From the data below, copy each line that includes the word "hillside".

Collected data
---------------
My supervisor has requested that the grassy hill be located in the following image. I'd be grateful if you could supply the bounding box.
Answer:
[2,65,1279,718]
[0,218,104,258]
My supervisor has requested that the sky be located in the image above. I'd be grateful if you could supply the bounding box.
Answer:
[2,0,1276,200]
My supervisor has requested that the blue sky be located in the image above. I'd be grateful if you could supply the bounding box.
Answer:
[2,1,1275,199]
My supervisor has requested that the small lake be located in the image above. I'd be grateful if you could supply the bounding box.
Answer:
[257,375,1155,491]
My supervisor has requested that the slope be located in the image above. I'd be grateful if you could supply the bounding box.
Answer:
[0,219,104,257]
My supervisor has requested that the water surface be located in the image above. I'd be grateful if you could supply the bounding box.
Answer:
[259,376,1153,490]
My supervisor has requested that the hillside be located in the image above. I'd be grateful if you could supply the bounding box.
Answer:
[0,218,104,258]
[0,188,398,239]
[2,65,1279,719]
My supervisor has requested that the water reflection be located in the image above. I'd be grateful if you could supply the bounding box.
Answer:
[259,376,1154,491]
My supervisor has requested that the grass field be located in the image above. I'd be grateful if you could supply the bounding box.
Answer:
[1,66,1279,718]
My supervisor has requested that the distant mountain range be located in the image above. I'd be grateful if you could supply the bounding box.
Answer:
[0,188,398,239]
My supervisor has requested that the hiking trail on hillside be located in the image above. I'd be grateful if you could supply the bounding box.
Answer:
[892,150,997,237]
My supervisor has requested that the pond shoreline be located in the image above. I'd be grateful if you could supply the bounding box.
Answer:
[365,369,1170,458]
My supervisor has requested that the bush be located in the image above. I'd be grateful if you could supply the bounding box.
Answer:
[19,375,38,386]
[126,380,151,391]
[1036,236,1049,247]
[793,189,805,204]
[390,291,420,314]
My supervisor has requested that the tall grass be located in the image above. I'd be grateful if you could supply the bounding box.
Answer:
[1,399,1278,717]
---------------
» ANSWER SPACE:
My supervisor has requested that the hillside be located in the image above. I'd be grateful if you could supply the bounding box.
My supervisor has requested that the hiking trail on hillside be located in the image above. I'd be grateful if you could supply the bounding box.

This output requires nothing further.